*** Opening of Data for processing ***

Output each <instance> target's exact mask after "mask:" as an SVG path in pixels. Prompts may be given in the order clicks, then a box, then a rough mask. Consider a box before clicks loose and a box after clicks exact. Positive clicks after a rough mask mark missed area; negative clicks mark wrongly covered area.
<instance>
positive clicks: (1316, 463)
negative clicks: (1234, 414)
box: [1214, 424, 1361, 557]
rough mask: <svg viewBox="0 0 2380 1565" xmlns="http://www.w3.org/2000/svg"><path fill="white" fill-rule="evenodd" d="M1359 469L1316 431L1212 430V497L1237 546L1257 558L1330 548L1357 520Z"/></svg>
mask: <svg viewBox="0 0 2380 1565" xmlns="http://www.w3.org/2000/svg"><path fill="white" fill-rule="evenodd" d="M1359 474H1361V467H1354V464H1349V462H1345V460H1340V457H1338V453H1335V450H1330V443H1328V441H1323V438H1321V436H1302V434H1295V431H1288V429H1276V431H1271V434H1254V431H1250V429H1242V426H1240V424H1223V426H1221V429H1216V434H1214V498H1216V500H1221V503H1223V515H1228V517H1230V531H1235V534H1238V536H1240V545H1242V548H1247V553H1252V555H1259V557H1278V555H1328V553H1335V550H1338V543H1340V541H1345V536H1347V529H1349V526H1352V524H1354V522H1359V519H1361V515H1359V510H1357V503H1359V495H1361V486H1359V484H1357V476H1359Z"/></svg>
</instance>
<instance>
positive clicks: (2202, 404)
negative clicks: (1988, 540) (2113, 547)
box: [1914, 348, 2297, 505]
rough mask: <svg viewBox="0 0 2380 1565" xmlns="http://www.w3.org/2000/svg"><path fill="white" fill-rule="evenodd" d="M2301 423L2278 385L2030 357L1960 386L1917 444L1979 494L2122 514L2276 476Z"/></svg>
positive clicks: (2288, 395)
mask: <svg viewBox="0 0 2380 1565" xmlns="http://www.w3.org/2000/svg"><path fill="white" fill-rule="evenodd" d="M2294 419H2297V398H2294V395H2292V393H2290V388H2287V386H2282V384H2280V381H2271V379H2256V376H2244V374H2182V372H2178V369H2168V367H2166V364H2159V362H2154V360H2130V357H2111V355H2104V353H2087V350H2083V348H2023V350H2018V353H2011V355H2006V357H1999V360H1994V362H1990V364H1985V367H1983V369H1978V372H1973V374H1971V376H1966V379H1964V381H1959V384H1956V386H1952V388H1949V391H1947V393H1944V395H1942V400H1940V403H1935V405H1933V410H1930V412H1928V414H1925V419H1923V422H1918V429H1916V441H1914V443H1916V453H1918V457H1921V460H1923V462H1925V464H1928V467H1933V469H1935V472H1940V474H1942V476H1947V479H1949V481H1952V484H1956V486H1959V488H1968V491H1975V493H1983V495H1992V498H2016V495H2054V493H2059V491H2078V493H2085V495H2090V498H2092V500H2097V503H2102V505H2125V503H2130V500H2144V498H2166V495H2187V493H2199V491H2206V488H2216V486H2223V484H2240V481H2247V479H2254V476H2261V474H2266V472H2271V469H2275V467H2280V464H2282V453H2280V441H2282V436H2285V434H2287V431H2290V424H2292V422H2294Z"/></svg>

*** Close of Data for processing ***

*Exercise prompt*
Copy every line of the material above verbatim, in its original order.

*Final answer*
Output each <instance> target's exact mask after "mask:" as an SVG path in pixels. Prompts may be given in the order clicks, then a box, then a rough mask. Consider a box before clicks loose and a box after clicks exact. Positive clicks after a rough mask mark missed area; negative clicks mark wrongly covered area.
<instance>
positive clicks: (1316, 463)
negative clicks: (1234, 414)
box: [1214, 424, 1361, 557]
rough mask: <svg viewBox="0 0 2380 1565" xmlns="http://www.w3.org/2000/svg"><path fill="white" fill-rule="evenodd" d="M1359 469L1316 431L1212 430V497L1237 546L1257 558L1330 548L1357 520Z"/></svg>
mask: <svg viewBox="0 0 2380 1565" xmlns="http://www.w3.org/2000/svg"><path fill="white" fill-rule="evenodd" d="M1359 474H1361V467H1354V464H1349V462H1345V460H1340V457H1338V453H1335V450H1330V443H1328V441H1323V438H1321V436H1302V434H1295V431H1288V429H1276V431H1271V434H1254V431H1250V429H1242V426H1240V424H1223V426H1221V429H1216V434H1214V498H1216V500H1221V503H1223V515H1228V517H1230V531H1235V534H1238V536H1240V545H1242V548H1247V553H1252V555H1259V557H1278V555H1328V553H1335V550H1338V543H1340V541H1345V536H1347V529H1349V526H1352V524H1354V522H1359V519H1361V515H1359V510H1357V503H1359V495H1361V486H1359V484H1357V476H1359Z"/></svg>
</instance>
<instance>
positive clicks: (2202, 404)
negative clicks: (1988, 540) (2113, 547)
box: [1914, 348, 2297, 505]
rough mask: <svg viewBox="0 0 2380 1565" xmlns="http://www.w3.org/2000/svg"><path fill="white" fill-rule="evenodd" d="M2301 423L2278 385L2030 357L1960 386L1917 444L1979 494L2122 514L2276 476Z"/></svg>
positive clicks: (2288, 395)
mask: <svg viewBox="0 0 2380 1565" xmlns="http://www.w3.org/2000/svg"><path fill="white" fill-rule="evenodd" d="M2294 419H2297V398H2294V395H2292V393H2290V388H2287V386H2282V384H2280V381H2271V379H2256V376H2244V374H2182V372H2178V369H2168V367H2166V364H2159V362H2154V360H2130V357H2111V355H2104V353H2087V350H2083V348H2023V350H2018V353H2011V355H2006V357H1999V360H1994V362H1990V364H1985V367H1983V369H1978V372H1973V374H1971V376H1966V379H1964V381H1959V384H1956V386H1952V388H1949V391H1947V393H1944V395H1942V400H1940V403H1935V405H1933V410H1930V412H1928V414H1925V419H1923V422H1918V429H1916V441H1914V443H1916V453H1918V457H1921V460H1923V462H1925V464H1928V467H1933V469H1935V472H1940V474H1942V476H1947V479H1949V481H1952V484H1956V486H1959V488H1968V491H1975V493H1983V495H1992V498H2016V495H2054V493H2059V491H2078V493H2085V495H2090V498H2092V500H2097V503H2102V505H2125V503H2130V500H2144V498H2166V495H2187V493H2199V491H2206V488H2216V486H2223V484H2240V481H2247V479H2254V476H2261V474H2266V472H2271V469H2275V467H2280V464H2282V453H2280V441H2282V436H2285V434H2287V431H2290V424H2292V422H2294Z"/></svg>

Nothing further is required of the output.